What to work on >> Reproduce the records from their start through the line containing "left=0, top=87, right=9, bottom=135", both ends included, with the requests and the format samples left unchanged. Scale every bounding-box pixel coordinate in the answers by 0.5, rounding to whole numbers with halves rounded up.

Entries from an annotation dataset
-*-*-
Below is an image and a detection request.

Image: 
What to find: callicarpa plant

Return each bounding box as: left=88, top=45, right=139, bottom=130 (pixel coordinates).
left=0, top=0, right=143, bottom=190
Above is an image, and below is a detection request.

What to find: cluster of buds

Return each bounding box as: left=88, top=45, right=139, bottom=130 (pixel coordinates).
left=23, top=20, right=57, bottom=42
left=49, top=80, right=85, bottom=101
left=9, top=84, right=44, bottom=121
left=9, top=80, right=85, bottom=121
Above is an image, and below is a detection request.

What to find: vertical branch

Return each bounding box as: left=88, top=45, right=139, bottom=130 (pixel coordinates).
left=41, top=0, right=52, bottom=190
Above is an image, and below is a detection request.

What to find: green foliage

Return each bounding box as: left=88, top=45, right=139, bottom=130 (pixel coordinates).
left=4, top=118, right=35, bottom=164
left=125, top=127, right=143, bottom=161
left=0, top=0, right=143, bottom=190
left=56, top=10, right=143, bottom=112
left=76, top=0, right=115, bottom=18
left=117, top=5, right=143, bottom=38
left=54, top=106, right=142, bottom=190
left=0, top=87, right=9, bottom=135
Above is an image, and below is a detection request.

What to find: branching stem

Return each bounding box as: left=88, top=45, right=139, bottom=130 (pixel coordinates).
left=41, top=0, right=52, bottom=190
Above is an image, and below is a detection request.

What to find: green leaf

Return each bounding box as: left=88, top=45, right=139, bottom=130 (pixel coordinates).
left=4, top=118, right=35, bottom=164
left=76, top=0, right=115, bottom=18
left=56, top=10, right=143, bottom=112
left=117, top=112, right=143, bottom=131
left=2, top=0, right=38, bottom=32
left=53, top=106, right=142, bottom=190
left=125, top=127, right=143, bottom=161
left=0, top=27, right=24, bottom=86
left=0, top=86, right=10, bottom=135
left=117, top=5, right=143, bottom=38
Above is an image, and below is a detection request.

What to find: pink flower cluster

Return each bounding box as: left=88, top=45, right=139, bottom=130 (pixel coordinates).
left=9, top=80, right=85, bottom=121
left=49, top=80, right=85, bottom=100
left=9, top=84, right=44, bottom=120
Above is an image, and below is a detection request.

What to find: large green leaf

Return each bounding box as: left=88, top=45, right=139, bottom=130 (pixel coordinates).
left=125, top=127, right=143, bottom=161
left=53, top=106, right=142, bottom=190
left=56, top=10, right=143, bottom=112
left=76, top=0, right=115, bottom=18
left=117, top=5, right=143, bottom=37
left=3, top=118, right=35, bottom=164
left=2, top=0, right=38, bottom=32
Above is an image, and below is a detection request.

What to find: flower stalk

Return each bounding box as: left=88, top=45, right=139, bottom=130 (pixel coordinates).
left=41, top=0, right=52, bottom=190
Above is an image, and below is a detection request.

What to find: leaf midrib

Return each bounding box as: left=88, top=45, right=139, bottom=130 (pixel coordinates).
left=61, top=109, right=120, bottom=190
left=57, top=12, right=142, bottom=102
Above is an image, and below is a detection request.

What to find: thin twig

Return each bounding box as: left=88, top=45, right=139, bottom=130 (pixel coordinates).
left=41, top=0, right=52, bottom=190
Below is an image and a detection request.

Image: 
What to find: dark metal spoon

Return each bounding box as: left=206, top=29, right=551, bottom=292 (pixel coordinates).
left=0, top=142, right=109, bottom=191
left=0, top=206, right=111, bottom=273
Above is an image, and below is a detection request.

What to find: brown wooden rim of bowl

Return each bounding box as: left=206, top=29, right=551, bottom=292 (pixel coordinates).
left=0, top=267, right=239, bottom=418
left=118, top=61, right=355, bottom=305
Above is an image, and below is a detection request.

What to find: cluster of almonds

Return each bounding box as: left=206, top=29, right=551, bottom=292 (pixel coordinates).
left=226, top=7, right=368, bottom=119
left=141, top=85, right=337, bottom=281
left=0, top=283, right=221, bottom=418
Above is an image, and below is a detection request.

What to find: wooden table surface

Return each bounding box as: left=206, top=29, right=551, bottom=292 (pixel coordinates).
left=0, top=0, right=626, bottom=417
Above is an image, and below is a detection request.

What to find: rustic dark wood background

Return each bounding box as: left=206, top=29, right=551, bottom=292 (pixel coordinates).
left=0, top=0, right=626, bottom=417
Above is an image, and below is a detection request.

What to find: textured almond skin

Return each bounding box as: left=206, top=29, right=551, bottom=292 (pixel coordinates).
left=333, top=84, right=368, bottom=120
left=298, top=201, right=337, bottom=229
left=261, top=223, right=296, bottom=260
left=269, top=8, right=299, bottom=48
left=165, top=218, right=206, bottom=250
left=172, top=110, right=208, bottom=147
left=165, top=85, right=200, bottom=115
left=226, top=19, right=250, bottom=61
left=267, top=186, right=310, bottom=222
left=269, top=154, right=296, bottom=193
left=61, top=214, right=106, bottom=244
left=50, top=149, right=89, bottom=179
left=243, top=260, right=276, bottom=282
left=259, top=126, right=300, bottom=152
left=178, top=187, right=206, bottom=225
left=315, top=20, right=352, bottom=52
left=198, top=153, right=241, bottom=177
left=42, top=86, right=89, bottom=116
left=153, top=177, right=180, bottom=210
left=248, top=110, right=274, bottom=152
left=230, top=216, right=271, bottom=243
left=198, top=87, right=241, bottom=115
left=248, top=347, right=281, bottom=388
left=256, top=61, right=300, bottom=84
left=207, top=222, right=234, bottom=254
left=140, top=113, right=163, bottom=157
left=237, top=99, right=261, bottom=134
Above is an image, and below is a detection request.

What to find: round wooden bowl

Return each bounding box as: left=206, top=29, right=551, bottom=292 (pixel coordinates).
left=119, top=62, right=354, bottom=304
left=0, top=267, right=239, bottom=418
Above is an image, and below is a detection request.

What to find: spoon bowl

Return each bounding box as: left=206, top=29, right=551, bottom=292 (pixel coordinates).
-*-*-
Task output >>
Below is an image and a detection request.

Image: 
What to find: callicarpa plant

Return each bounding box as: left=88, top=45, right=139, bottom=130 (pixel coordinates).
left=0, top=0, right=72, bottom=95
Above is an image, and below is a detection request.

What to find: cluster of buds

Return each bounding box as: left=88, top=45, right=139, bottom=130 (pixel coordinates).
left=12, top=10, right=29, bottom=21
left=25, top=40, right=43, bottom=51
left=5, top=42, right=22, bottom=61
left=5, top=40, right=43, bottom=61
Above is an image, and below is a detection request.

What to find: vertical branch

Return each bounding box as: left=88, top=45, right=139, bottom=130 (pixel coordinates).
left=21, top=0, right=26, bottom=95
Above is an image, and below is a detection request.

What to find: green foliage

Return each bounding box as: left=88, top=45, right=139, bottom=130 (pixel coordinates).
left=2, top=59, right=18, bottom=82
left=63, top=64, right=72, bottom=81
left=0, top=0, right=72, bottom=95
left=28, top=5, right=72, bottom=56
left=38, top=0, right=58, bottom=9
left=59, top=3, right=72, bottom=19
left=27, top=53, right=71, bottom=95
left=0, top=44, right=5, bottom=68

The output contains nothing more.